◆ Provided material
▼
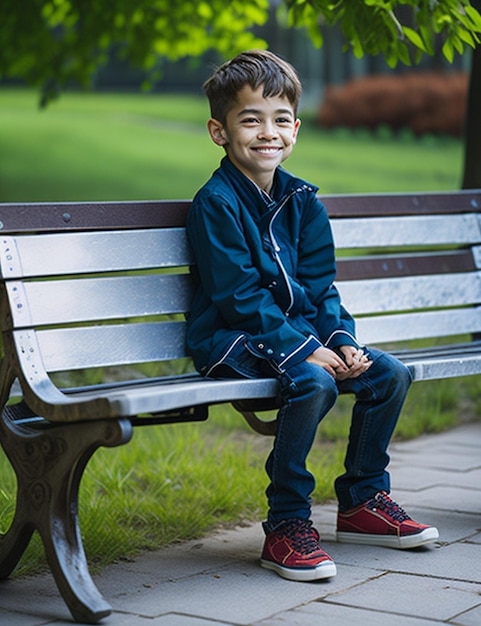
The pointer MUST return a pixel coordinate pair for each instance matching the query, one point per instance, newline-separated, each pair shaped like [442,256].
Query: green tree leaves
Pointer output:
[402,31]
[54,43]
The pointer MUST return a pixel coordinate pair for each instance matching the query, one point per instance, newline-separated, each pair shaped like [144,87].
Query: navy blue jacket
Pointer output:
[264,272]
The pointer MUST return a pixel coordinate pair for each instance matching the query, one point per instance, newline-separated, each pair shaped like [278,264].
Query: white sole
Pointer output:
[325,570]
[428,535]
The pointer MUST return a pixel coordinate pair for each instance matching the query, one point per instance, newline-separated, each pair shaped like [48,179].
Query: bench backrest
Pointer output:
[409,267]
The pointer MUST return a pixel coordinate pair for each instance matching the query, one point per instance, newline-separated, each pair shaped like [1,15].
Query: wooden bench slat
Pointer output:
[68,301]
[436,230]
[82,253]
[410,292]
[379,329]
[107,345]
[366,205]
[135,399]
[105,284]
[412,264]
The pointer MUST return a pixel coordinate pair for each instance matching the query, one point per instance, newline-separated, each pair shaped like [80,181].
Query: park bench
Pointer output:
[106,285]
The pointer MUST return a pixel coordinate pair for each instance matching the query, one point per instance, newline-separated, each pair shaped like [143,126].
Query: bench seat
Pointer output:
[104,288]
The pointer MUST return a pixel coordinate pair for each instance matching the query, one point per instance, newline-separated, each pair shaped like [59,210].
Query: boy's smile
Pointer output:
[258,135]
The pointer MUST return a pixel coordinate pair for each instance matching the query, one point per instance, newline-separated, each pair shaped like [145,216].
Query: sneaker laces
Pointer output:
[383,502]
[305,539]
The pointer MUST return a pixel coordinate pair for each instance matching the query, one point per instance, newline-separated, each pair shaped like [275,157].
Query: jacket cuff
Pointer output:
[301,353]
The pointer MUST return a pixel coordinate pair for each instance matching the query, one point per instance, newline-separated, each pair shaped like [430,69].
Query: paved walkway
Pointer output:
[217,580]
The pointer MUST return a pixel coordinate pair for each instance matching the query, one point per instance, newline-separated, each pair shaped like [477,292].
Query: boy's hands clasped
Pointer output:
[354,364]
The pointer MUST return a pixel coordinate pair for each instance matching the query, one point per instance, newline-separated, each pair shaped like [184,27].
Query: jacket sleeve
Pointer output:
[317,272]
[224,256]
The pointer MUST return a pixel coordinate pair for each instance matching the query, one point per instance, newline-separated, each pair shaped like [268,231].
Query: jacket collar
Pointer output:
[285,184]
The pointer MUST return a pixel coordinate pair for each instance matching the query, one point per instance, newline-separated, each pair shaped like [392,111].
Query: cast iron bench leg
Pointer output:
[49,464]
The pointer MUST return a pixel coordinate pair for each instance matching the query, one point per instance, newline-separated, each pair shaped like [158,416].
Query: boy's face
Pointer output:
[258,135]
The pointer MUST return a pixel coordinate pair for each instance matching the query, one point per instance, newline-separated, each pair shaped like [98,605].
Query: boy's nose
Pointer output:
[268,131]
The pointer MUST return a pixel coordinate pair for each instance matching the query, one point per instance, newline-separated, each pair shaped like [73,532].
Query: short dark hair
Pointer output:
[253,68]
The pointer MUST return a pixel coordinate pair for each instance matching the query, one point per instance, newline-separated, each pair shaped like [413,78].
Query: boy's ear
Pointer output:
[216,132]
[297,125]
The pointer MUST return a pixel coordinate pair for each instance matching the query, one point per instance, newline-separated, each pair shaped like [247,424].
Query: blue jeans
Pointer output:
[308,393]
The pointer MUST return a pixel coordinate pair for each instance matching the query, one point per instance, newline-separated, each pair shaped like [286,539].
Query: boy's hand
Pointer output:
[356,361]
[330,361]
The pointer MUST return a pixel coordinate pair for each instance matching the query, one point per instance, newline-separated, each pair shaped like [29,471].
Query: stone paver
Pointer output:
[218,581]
▲
▼
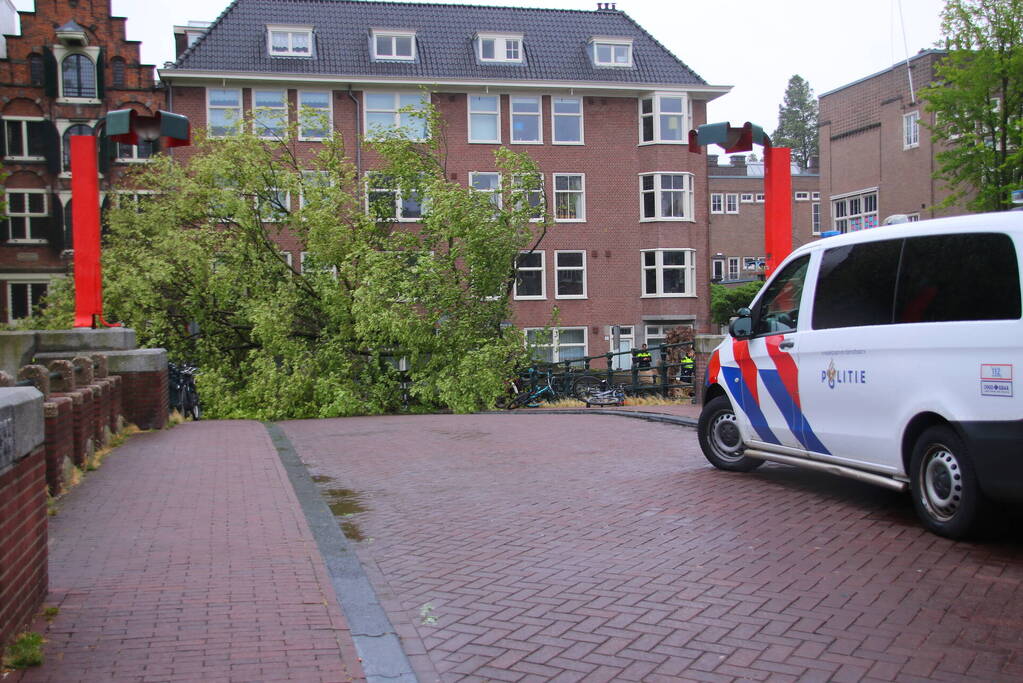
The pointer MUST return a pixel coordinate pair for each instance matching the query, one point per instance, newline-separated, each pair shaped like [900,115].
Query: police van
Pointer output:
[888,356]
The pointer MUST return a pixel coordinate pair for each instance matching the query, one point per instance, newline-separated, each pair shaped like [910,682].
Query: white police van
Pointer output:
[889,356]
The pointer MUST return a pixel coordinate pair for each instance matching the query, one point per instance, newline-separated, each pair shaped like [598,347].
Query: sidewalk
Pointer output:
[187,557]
▲
◆ Short task
From the listing above, pull out every line that contains the word "bench", and treat uppercase and lowercase letters as distinct.

◆ Task response
Query: bench backrest
Query: wooden bench slat
Query: park bench
Query: bench seat
Query: cast iron bench leg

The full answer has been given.